- Passage provided -
Tanzania is a country that until recently its leadership denied the pandemic was even happening. Former President John Magufuli had felt COVID-19 could be defeated with prayer. He died in March. The Associated Press has the story:

Samia Suluhu Hassan has changed her nations COVID-19 course by getting and expressing confidence in the vaccine

NAIROBI, Kenya (AP) — In a major breakthrough for one of the world’s last countries to embrace COVID-19 vaccines, Tanzania’s president kicked off the nation’s vaccination campaign Wednesday by publicly receiving a dose and urging others to do the same.

The East African country’s government under former President John Magufuli had long worried African health officials by denying the pandemic. Magufuli, who insisted the coronavirus could be defeated with prayer, died in March. The presidency went to his deputy, Samia Suluhu Hassan, who has since changed Tanzania’s course on COVID-19.

Hassan, who received the Johnson & Johnson vaccine, expressed confidence in the safety of vaccines and said the country of more than 58 million people will pursue more. The United States on Saturday announced the delivery of more than 1 million doses via the COVAX global initiative aimed at supplying low- and middle-income countries.

- Work instructions -
From the Tanzania vaccination report, output the passage starting at "Hassan, who received" and ending at "and middle-income countries.", copied word for word.

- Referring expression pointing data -
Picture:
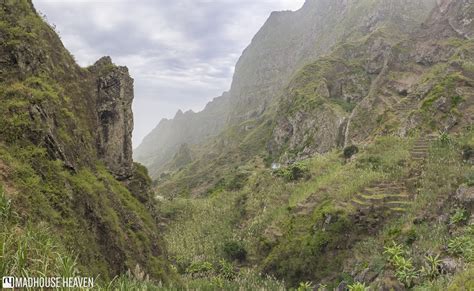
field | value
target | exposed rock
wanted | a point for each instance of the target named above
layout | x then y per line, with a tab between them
114	112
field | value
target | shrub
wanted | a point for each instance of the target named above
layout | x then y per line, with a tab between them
200	269
431	268
470	179
305	286
357	286
293	172
467	152
5	206
227	270
235	251
462	246
445	139
460	215
350	151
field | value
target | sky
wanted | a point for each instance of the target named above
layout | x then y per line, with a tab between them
181	53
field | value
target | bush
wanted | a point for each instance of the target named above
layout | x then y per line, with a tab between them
235	251
200	269
5	206
350	151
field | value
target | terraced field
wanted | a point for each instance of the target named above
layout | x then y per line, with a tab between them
393	197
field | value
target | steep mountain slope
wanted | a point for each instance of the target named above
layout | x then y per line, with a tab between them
370	143
286	42
66	169
162	143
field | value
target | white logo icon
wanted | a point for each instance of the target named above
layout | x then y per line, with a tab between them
7	282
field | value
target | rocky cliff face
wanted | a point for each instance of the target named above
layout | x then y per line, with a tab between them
285	44
115	117
65	151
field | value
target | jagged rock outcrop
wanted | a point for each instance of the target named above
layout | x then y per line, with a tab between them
65	136
115	117
159	147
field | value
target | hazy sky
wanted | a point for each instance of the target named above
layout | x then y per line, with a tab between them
181	53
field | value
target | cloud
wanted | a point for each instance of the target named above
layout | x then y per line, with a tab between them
181	53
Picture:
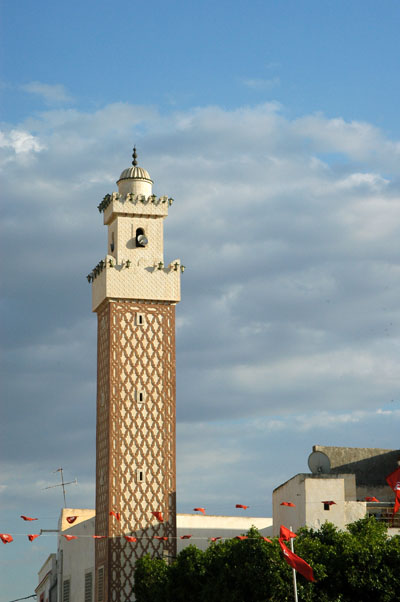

- Exercise output -
Hassan, who received the Johnson & Johnson vaccine, expressed confidence in the safety of vaccines and said the country of more than 58 million people will pursue more. The United States on Saturday announced the delivery of more than 1 million doses via the COVAX global initiative aimed at supplying low- and middle-income countries.